Hassan
- Pronunciation: Arabic: [ˈħas saan, ˈħæsæn, ˈħɑsɐn, ˈħɛsæn, ħsæn]
- Gender: Male
- Language: Arabic

Origin
- Meaning: handsome, good, benefactor
- Region of origin: Arabia

Other names
- Variant form: al-Ḥasan
- Related names: Ḥassān Hussein Alassane Lassana Mohsen

= Hassan (given name) =

Arabic masculine given name

Hassan or Hasan (Ḥasan) is an Arabic masculine given name in the Muslim world.

As a surname, Hassan may be Arabic, Irish, Scottish, or Jewish (Sephardic and Mizrahic) (see Hassan as a surname).

== Etymology and spelling ==
The name Hassan in Arabic means 'handsome' or 'good', or 'benefactor'.

There are two different Arabic names that are both romanized with the spelling "Hassan". However, they are pronounced differently, and in Arabic script spelled differently.

- The more common name حَسَن Ḥasan (as in the name of the Islamic prophet Muhammad's grandson Hasan ibn Ali), coming from the Arabic language triconsonantal root Ḥ-S-N, has two short vowels and a single //s//. Its meaning is 'the good' or 'the handsome'. Its usual form in Classical Arabic is الحسن al-Ḥasan, incorporating the definite article al-, which may be omitted in modern Arabic names.
- The name حَسَّان Ḥassān, which comes from the same Arabic root, has a long vowel and a doubled //sː//. Its meaning is 'doer of good' or 'benefactor'. It is not used with the definite article in Classical Arabic.

In the romanized spelling Hassan, it is not possible to distinguish which of the two names is intended. The ambiguity can be removed by romanizing the former name as Hasan with a single s, and reserving the spelling Hassan with doubled s for the latter name.

King al-Ḥasan of Morocco (officially romanized as Hassan, with a double ss, due to the influence of French orthography) is an example of the former. The early Islamic poet Ḥassān ibn Thābit is an example of the latter. In the original Arabic, the two different names are easily distinguished.

Data block:
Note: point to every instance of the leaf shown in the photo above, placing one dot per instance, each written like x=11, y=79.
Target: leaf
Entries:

Tasks to complete:
**1.** Rewrite the part of the article on the name Hassan that begins with the words "There are two" and stops after "script spelled differently.", with "two distinct" in place of "two different".
**2.** In the article on the name Hassan, what meaning is given for the name Ḥassān?

Results by task:
**1.**
There are two distinct Arabic names that are both romanized with the spelling "Hassan". However, they are pronounced differently, and in Arabic script spelled differently.

**2.** 'Doer of good' or 'benefactor'.